*** PROVIDED TEXT ***

McGinn broke his promise, a promise which he clearly had no intention of ever keeping. That makes him a "fucking liar".
11
If you want to nitpick his actual words like a lawyer, and he is one, it is not a flop.

What the voters heard, and what his campaign spun it as, was that he didn't like the tunnel but he would step out of the way, not obstruct, and let others lead. Everything he has done since being in office is loudmouth, insert himself and obstruct. To the voters who listened to his campaign message - he flopped.

I voted against him mostly because of this single issue. I didn't believe his change of policy in the campaign. I didn't particularly like Mallahan, but McGinn has been so utterly incompetent on any issue because of his devotion to obstruct the tunnel, that I'm glad I voted against him, and I'm certainly not voting for him again.
12
And what is wrong with Seattle that progressive values like boosting transit, intelligently managing existing roads, supporting alternate transportation and decreasing emissions are controversial? There are some things that are common sense.

You can talk about how not having the tunnel or viaduct will increase emissions, but that's simply a red herring. Building space for more cars brings exactly that. Spending billions on practically cars alone is simply saying that your ideas and solutions for our transportation future hinge on a form of transportation geared almost expressly toward single-users.

The gut reaction to this project for many is intensely personal and rarely involves thoughts outside their own sphere. They're afraid that their commute will increase, their route to work will change, their traffic will increase. What about the bigger picture? There are tens of thousands of future Seattle voters that will shoulder the future burdens of this project, whether monetary or environmental. All our sweeping rhetoric about Seattle Climate Action Now! and other palaver, and we kick a big chance to reduce roadway and boost sensible management of our existing thousands of lane miles of roadway down the road? For what? A gilded option to glide a small subset of the population to-and-fro? A few hundred construction jobs but millions in payback to a small handful of corporate interests?

***

CHALLENGES
[1] Quote the Seattle tunnel comments word for word, starting with "McGinn broke his" and going on through "- he flopped.".
[2] Write what comes next in the Seattle tunnel comments, picking up after their final sentence.

*** EXTRACTED RECORDS ***

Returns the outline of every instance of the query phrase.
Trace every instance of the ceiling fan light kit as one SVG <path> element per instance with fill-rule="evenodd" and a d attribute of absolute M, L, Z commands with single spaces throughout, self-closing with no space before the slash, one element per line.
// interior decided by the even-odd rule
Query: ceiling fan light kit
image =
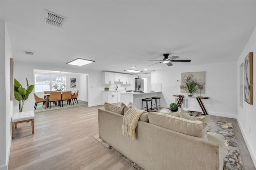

***

RESULTS BY TASK
[1]
McGinn broke his promise, a promise which he clearly had no intention of ever keeping. That makes him a "fucking liar".
11
If you want to nitpick his actual words like a lawyer, and he is one, it is not a flop.

What the voters heard, and what his campaign spun it as, was that he didn't like the tunnel but he would step out of the way, not obstruct, and let others lead. Everything he has done since being in office is loudmouth, insert himself and obstruct. To the voters who listened to his campaign message - he flopped.

[2]
You don't say "let's reduce emissions by building more roads". You don't say "let's increase transit by not funding it".

And what about this idea that electric cars will save us? Have you seen the efforts to stifle usage of electric cars in this state? From defunding charging stations to attempts by the legislature to boost tabs sky high for those who purchase an electric car?

No, this project isn't part of a larger scheme to save our environment, it's part of an effort to bulldoze the green wall of Seattle that has held firm since the 1970s.

And people are letting it happen. They WANT it to happen.

They're doing so out of fear for safety, fear for traffic, fear for their pocketbooks, but we need to look at the larger picture. We need to know that we have tools to do this without a tunnel, without building a special corridor. We have the ability. We have the smarts. We can do better. We can remove this viaduct quickly, we can get ITS specialists to work, programmers typing and road crews on the streets to fix this non-mess and make Seattle the home of the greenest streets in America.

Yes we can.
13
What @10 said. Oh, and Baconcat @8, any examples of the Mayor actually, you know, cooperating? Like he promised in his campaign? Or is that just a one-way street for everyone but the Mayor?
14
Baconcat @12, the proposed alternative isn't to build fewer roads, it's just to add lanes to I-5 instead of putting them in a tunnel. So get off your high horse with all the "green" bullshit. The "surface" in "surface/transit" alternative should be honestly renamed "freeway." I don't get what's so green about building a wider freeway instead of a tolled tunnel, but maybe you can educate us on that.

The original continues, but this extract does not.